== Passage du texte ==
Dans tous les cas où le pédophile aura évité la prison suite à l’intervention des mafieux, il leur sera reconnaissant. Cette reconnaissance le poussera à accepter la mission d’inciter d’autres européens à venir au Cambodge goûter aux «joies» de la liberté sexuelle pédophile, qui eux-mêmes auront à leur tour la même mission d’accroître le business dès leur retour en Europe, ou d’approcher tel ou tel décideur politique ou industriel. Car le chantage ne s’arrête jamais, les films pris sont toujours gardés par l’organisation. C’est ainsi que le réseau « K »31, destiné à promouvoir le tourisme pédophile au Cambodge et dénoncé aux services de police français au milieu des années 2000, a vu le jour. Le témoin entendu dans une affaire judiciaire a précisé que chaque pays européen était doté d’un coordinateur. A partir d’une caméra installée dans une chambre en Asie du Sud-est et quel que soit le partenaire que prendra la cible, tout un jeu de manipulation peut trouver son aboutissement en Europe et dans d’autres pays. C’est comme cela, très simplement en exploitant le sexe, que la mafia peut développer son influence et se faire subventionner des ONG, lesquelles ne sont qu’un moyen de satisfaire ses projets d’extension. Cela reste néanmoins la manipulation la plus simple car d’autres cas de figures peuvent se présenter aux mafieux.
Pour faire céder les cibles pouvant résister à l’autorité de la mafia, ou refusant de la servir, un exemple peut être ponctuellement décidé. C’est en quelque sorte l’application d’un règlement ou d’un «code d’honneur» qui donne lieu à ces exemples. La compromission, la cavale, l’agression sont des méthodes usuelles pour traiter des cas bénins. Plusieurs menaces ont visé les enfants de Serge Chevalier, un Français résidant au Cambodge opposé aux pratiques des mafieux. Du Cambodge, la menace, celle de les asperger d’acide à la sortie de l’école, visait ses enfants suivant leurs études dans un établissement scolaire de Bordeaux. Malgré une plainte déposée auprès du consul de France et désignant clairement « Pierot » comme l’auteur des menaces, l’affaire a été classée sans suite. Pierot est un homme affable, petit et chauve, il navigue entre menaces et manipulations.
===
## Objectif 1
D'après le passage sur les réseaux mafieux au Cambodge, de quoi chaque pays européen était-il doté selon le témoin entendu dans une affaire judiciaire ?
## Objectif 2
Rédigez la suite du passage sur les réseaux mafieux au Cambodge en partant de sa dernière phrase.
== Données affichées ==
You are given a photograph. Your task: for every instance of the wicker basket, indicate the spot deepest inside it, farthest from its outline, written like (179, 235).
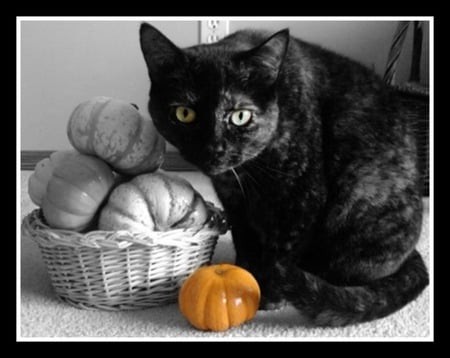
===
## Réponse rédigée 1
D'un coordinateur.

## Réponse rédigée 2
Ces menaces, en France, ne sont pas des exceptions. A Clermont-Ferrand par exemple, un homme poursuivait chaque jour le même enfant du regard à la sortie de l’école. La pression devenant insoutenable pour la mère de voir ainsi son enfant pris pour cible par la mafia, les parents ont porté plainte. L’individu ne commettant aucun acte répréhensible aux yeux de la loi, la police s’est révélée incapable d’intervenir pour faire cesser ces pressions. Pourtant, ces méthodes d’intimidation ne sont que des intimidations qui peuvent aller plus loin lorsque l’on sait que Pierot a échangé un peu plus tard des coups de feu avec un autre Français en plein Phnom Penh. Les journaux locaux ont annoncé les faits en prétextant qu’ils avaient été déclenchés suite à une dispute entre les deux hommes au sujet de l’épouse de l’un deux, une affaire d’adultère pour faire court. Mais la victime était le représentant du Groupe Electrolux, et les méthodes employées contre lui correspondent plus à du racket qu’à une banale histoire d’amour. Ce cas de violence n’est pas isolé. Bien avant, le 31 décembre 2001, Serge Chevalier recevait d’un ami français une mise en garde sur les intentions de la mafia qui projetait de le supprimer. Le plan d’élimination était bien monté mais il a été fort heureusement déjoué. La menace aurait dû être prise au sérieux par les autorités françaises tant les «exemples» sont appliqués aux récalcitrants, ce qui n’a heureusement pas été le cas ici.
Le jeu de la mafia peut pourtant aller jusqu’à sacrifier une vie afin de relancer le business et il existe plusieurs techniques pour ce faire.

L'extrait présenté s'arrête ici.